INSTRUCTION: Please copy out the records from the beginning through the line that contains "36], [72, 30]]", swapping "keypoint" for "marker" and leaving all else unchanged.

Items listed in a dataset:
>>>>
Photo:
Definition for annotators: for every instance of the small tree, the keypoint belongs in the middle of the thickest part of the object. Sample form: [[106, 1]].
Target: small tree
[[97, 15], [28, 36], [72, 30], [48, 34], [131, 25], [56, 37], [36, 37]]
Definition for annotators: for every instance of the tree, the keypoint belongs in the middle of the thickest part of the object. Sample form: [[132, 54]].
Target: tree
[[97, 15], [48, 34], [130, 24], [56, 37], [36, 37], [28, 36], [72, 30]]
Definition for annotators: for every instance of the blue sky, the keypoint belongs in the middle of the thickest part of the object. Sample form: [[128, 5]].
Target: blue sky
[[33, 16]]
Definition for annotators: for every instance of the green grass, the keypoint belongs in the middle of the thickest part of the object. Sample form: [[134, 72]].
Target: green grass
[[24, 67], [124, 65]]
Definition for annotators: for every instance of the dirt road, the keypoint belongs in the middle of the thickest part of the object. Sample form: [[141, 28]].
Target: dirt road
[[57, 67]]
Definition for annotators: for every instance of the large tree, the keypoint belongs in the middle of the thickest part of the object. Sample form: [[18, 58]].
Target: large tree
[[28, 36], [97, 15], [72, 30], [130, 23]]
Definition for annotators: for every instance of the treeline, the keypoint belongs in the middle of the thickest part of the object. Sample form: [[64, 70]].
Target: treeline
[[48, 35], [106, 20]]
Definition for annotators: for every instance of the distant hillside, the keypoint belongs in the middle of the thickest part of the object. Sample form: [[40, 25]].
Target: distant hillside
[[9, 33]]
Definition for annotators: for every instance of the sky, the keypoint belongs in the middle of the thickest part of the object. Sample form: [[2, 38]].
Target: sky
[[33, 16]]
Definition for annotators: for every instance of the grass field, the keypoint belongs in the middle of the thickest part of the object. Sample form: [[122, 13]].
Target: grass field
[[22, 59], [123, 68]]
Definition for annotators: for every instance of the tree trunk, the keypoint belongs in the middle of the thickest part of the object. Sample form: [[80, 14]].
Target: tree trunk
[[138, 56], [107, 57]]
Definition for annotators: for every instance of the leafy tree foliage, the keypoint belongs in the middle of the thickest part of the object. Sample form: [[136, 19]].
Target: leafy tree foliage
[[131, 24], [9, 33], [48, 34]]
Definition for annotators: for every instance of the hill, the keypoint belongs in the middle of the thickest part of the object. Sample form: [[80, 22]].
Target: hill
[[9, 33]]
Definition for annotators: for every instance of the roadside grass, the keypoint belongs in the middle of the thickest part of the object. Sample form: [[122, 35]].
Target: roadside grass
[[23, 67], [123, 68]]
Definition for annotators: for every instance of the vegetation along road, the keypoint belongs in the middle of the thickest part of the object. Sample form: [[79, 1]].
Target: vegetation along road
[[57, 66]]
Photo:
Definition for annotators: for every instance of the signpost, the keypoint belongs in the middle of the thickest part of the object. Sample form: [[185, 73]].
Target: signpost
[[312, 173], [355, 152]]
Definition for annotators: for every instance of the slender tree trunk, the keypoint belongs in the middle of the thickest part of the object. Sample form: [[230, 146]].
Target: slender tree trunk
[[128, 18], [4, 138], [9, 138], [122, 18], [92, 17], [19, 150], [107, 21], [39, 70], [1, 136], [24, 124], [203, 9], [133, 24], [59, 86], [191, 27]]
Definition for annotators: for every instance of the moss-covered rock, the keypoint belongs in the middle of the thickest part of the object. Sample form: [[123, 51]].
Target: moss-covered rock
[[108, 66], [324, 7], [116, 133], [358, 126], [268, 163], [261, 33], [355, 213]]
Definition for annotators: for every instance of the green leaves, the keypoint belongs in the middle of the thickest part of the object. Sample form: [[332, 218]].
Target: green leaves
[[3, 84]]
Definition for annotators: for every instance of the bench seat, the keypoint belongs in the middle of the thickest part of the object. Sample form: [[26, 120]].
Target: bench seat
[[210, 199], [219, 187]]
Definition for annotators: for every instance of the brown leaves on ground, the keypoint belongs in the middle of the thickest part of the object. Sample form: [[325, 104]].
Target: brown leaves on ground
<<<<
FULL RESPONSE:
Photo:
Definition for annotators: for every instance of the small tree, the marker belongs in the middle of the thickest part of the object. Sample form: [[106, 1]].
Target: small tree
[[97, 15], [28, 36], [72, 30], [48, 34], [131, 25], [56, 37], [36, 37]]
Definition for annotators: for every instance of the tree, the marker belongs in the middle of the thickest part of the object. Sample form: [[132, 54]].
Target: tree
[[97, 15], [48, 34], [130, 24], [56, 37], [36, 37], [28, 36], [72, 30]]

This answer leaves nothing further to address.